European boss writes to Boris Johnson urging him to consider 'open' 5G technologies as an alternative to 'potentially unsafe' vendors.

Iain Morris, International Editor

June 11, 2020

4 Min Read
HPE piles pressure onto UK over Huawei ban

American IT giant HPE has piled additional pressure onto UK Prime Minister Boris Johnson over a looming decision about excluding China's Huawei from the UK's 5G market.

In a letter dated June 7 and seen by Light Reading today, Marc Waters, the managing director of HPE's UK and European operations, said new 5G options meant there were "fewer reasons to include potentially unsafe technology in UK networks."

While the letter does not mention Huawei by name, the reference to "unsafe technology" comes as UK politicians and US officials urge the government to ban the Chinese supplier on security grounds.

The long-running concern is that Chinese authorities are using Huawei equipment to spy on other countries – charges Huawei has repeatedly denied.

In January, the government proposed a compromise under which Huawei would be restricted to just 35% of any 5G network and 35% of a full-fiber one.

That did not go far enough for critics, but UK operators that rely heavily on Huawei equipment say a complete ban would endanger the UK's 5G prospects and force them to spend "hundreds of millions" in rip-and-replace costs.

Banning Chinese vendors, they add, would hurt competition in a mobile infrastructure market dominated by three companies, with Huawei, Sweden's Ericsson and Finland's Nokia accounting for about 80% of sales, according to some estimates.

Waters has now joined other US companies in positioning more "open" 5G networks as a potential fix. "5G standards have been intentionally designed to facilitate a diversity of supply and an open approach to building standards – Open5G – inherently creates more options for operators to choose from when building out their infrastructure," he writes.

US software developers such as Altiostar and Mavenir are promoting a concept known as "open RAN," which hopes to foment competition by reducing the use of semi-proprietary tools in the radio access network (RAN).

These interfaces, say advocates, have made service providers overly reliant on the big RAN vendors and blocked the use of alternatives.

But skeptics think open RAN is still not ready for mass-market commercial deployment and say it performs poorly alongside the more customized products developed by Huawei, Ericsson and Nokia.

In the latest effort to spur development, Altiostar and Mavenir today said they had teamed up on the development of US-manufactured radios compatible with open RAN specifications.

◆ **Task A**
Pull out every line in the entries below that contains the string "trowel".

[Coordinate annotation entries]

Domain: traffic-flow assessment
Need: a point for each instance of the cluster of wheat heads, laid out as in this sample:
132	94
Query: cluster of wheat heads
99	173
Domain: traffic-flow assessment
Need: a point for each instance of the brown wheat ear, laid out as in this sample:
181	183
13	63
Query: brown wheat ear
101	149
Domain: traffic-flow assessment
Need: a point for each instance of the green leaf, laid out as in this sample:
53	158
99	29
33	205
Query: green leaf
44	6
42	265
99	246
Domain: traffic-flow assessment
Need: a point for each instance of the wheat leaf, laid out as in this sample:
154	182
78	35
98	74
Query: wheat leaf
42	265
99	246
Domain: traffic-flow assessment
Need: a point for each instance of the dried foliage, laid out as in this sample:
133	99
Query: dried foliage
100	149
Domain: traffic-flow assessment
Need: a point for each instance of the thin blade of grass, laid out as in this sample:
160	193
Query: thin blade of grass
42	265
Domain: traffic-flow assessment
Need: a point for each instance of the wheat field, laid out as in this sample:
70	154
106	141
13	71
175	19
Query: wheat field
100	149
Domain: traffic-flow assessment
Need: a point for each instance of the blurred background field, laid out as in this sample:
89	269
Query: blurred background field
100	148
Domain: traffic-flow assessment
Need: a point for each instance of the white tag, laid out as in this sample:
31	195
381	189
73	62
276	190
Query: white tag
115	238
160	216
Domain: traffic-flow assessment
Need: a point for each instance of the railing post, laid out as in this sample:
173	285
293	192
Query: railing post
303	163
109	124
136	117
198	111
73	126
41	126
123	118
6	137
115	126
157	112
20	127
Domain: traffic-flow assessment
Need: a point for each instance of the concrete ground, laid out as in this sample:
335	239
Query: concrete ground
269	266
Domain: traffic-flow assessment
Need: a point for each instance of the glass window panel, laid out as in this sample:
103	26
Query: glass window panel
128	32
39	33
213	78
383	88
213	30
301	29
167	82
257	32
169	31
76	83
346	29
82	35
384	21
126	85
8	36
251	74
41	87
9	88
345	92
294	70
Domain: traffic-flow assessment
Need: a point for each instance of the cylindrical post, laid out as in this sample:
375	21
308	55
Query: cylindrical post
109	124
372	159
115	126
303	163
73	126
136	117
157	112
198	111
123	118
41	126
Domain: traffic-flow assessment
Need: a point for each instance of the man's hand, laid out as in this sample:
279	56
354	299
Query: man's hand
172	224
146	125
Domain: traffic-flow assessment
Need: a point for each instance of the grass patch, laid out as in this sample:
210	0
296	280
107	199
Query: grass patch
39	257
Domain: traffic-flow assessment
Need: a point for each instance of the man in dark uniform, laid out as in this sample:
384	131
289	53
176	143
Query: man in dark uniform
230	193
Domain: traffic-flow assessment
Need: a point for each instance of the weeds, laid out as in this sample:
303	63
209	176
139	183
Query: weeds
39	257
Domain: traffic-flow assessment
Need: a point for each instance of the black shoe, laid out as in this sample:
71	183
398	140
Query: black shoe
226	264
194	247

...

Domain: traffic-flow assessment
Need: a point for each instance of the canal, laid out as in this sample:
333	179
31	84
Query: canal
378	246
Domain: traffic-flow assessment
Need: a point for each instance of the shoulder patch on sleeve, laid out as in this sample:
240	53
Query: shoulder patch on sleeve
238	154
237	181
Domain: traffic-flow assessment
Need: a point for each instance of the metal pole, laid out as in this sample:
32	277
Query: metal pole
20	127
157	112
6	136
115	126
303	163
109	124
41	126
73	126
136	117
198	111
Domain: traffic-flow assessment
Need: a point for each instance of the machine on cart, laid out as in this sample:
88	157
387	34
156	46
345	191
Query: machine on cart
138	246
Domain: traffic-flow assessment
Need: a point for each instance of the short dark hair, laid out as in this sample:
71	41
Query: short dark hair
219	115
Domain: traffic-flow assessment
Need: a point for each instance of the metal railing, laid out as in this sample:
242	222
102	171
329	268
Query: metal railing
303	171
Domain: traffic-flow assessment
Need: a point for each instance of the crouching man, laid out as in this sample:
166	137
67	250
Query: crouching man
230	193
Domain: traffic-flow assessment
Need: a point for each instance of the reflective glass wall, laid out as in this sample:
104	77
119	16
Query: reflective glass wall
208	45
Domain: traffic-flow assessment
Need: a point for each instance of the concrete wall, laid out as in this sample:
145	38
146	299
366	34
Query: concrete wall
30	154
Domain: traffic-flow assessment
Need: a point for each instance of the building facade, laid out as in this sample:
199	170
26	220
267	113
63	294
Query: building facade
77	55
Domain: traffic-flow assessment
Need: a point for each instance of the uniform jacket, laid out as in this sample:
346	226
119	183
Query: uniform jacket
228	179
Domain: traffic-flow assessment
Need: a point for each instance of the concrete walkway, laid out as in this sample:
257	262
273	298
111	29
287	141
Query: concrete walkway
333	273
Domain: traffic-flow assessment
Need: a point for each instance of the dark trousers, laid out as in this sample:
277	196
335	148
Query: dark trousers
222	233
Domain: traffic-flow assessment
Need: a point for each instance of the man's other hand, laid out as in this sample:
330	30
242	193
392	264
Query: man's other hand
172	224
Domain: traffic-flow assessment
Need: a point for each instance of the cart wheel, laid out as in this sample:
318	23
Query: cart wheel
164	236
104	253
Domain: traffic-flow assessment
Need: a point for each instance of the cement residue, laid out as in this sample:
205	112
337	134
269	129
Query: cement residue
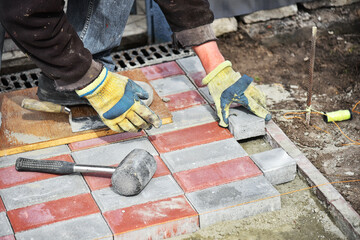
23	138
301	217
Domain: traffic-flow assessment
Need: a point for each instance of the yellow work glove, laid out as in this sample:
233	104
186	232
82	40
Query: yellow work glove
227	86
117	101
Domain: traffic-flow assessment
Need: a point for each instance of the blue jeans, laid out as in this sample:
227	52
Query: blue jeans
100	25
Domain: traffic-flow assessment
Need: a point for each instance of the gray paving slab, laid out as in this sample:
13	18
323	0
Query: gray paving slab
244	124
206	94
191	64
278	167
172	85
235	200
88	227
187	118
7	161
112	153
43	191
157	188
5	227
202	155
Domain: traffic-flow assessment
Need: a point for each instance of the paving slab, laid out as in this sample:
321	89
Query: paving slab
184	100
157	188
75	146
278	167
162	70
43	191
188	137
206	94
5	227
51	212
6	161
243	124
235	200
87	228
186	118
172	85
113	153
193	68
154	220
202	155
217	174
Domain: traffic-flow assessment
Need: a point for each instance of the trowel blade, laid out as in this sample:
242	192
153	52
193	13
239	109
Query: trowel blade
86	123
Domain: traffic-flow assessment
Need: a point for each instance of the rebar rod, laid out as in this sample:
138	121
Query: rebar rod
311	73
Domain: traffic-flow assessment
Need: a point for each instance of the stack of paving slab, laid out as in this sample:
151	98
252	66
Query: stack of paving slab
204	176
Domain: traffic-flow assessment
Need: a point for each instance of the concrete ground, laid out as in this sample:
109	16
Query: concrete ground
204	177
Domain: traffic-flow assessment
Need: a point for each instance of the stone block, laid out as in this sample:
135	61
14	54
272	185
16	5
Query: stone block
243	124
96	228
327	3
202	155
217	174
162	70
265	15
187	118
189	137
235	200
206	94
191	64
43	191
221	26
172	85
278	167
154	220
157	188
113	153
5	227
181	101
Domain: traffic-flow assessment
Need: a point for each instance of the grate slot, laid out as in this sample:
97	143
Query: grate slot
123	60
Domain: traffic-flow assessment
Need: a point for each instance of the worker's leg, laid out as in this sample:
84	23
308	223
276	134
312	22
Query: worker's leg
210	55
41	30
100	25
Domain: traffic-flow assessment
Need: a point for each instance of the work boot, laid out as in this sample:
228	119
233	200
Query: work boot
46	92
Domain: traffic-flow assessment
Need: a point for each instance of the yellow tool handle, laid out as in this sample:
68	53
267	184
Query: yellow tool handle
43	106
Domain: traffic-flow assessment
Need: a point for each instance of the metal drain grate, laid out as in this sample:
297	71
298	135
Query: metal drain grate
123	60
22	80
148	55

...

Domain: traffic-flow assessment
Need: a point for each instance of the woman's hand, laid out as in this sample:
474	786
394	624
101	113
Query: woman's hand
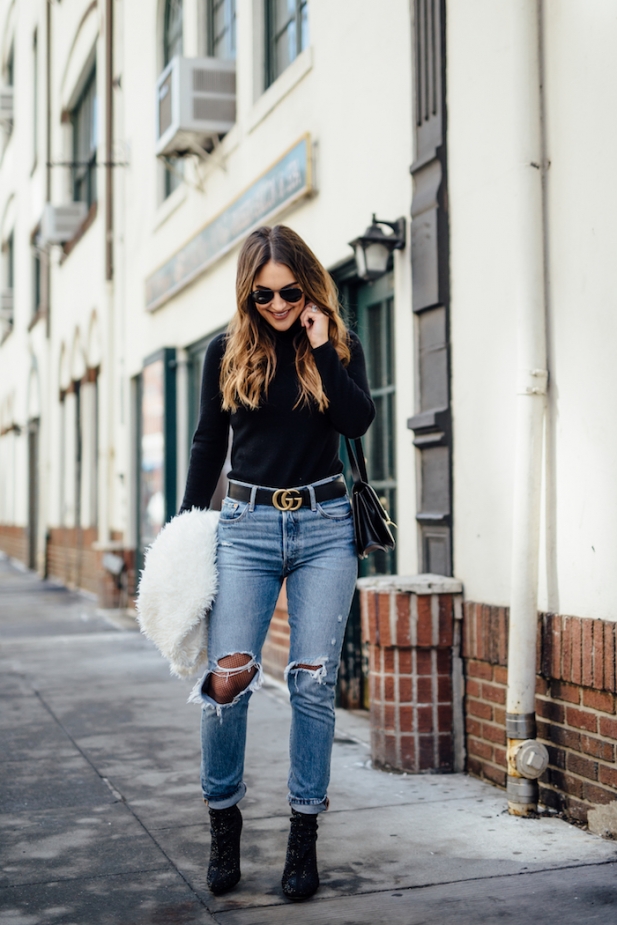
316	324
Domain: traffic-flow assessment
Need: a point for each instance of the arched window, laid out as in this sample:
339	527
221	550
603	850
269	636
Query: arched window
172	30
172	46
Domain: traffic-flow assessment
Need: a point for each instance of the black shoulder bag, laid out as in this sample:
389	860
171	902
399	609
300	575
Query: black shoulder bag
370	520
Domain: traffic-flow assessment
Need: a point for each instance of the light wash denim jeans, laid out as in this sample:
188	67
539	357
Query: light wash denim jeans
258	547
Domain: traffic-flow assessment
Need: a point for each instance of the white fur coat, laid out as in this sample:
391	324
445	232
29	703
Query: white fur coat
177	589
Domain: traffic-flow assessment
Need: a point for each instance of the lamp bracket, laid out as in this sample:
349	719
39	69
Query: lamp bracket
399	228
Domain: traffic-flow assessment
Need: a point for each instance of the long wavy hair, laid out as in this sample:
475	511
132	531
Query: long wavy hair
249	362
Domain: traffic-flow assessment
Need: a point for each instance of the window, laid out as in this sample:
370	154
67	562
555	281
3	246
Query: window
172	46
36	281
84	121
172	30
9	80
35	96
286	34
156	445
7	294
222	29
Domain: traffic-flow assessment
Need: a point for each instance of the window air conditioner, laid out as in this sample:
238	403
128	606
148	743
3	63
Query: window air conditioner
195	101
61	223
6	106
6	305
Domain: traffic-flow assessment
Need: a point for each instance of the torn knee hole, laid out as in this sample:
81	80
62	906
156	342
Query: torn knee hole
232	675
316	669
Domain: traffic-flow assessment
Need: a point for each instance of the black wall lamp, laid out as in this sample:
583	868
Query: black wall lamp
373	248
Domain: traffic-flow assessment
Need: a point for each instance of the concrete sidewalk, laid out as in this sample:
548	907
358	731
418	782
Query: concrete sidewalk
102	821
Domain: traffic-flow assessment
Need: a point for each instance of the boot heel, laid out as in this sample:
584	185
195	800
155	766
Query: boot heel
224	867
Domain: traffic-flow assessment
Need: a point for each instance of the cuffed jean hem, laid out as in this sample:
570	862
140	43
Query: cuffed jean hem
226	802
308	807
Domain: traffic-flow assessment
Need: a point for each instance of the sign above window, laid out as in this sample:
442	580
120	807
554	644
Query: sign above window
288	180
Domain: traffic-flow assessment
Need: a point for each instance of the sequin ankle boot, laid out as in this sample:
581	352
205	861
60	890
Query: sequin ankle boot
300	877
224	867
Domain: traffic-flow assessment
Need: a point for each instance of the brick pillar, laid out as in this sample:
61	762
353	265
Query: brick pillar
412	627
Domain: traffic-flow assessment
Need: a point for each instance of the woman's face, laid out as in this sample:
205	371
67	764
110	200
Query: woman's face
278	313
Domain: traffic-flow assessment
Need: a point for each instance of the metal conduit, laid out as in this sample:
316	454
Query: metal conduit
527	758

◆ **Task B**
Summarize the article above about HPE and the Huawei ban in two sentences.

◆ **Exercise output A**
Need: a point for each instance of the trowel blade, laid out as in this sample:
Query: trowel blade

◆ **Exercise output B**
Marc Waters, managing director of HPE's UK and European operations, wrote to Boris Johnson that new 5G options meant there were "fewer reasons to include potentially unsafe technology in UK networks," as UK politicians and US officials urge a ban on Huawei on security grounds. UK operators warn that a complete ban would endanger the UK's 5G prospects and hurt competition, while US developers such as Altiostar and Mavenir promote open RAN as an alternative that skeptics say is not yet ready for mass-market deployment.